EXERCISE —
Rewrite as a numbered list every line of the material from the one containing "of the tangled" through the final line, inclusive, omitting any blank lines.

DATA ENTRIES —

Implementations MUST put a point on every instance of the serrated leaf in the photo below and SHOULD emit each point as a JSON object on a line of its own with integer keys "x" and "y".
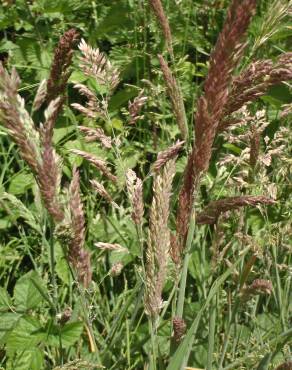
{"x": 26, "y": 335}
{"x": 7, "y": 322}
{"x": 5, "y": 300}
{"x": 26, "y": 295}
{"x": 31, "y": 359}
{"x": 70, "y": 333}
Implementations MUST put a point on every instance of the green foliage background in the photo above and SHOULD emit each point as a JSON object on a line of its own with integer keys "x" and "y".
{"x": 128, "y": 33}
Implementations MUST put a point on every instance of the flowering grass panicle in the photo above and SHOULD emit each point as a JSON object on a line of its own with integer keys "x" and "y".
{"x": 159, "y": 239}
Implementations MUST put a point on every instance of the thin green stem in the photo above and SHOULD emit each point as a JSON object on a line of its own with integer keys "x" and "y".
{"x": 211, "y": 336}
{"x": 184, "y": 274}
{"x": 153, "y": 356}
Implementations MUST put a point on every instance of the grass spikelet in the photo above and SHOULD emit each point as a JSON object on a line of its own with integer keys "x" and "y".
{"x": 135, "y": 107}
{"x": 77, "y": 255}
{"x": 223, "y": 61}
{"x": 60, "y": 71}
{"x": 159, "y": 239}
{"x": 135, "y": 193}
{"x": 95, "y": 64}
{"x": 17, "y": 120}
{"x": 166, "y": 155}
{"x": 40, "y": 96}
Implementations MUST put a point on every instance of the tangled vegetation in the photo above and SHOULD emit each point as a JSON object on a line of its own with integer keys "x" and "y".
{"x": 145, "y": 184}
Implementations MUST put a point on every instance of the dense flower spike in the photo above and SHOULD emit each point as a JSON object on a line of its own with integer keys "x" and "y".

OUTPUT FOR THIS EXERCISE —
1. Implementations MUST put a point on every instance of the tangled vegetation in the photo above and SHOULD emit each point as a JSON object on a line of its own with integer keys "x" and "y".
2. {"x": 145, "y": 184}
3. Implementations MUST put a point on every instance of the dense flower spike in the photo above and SHOULD emit each point as a JSON object on a line of its own with integer keys "x" and "y".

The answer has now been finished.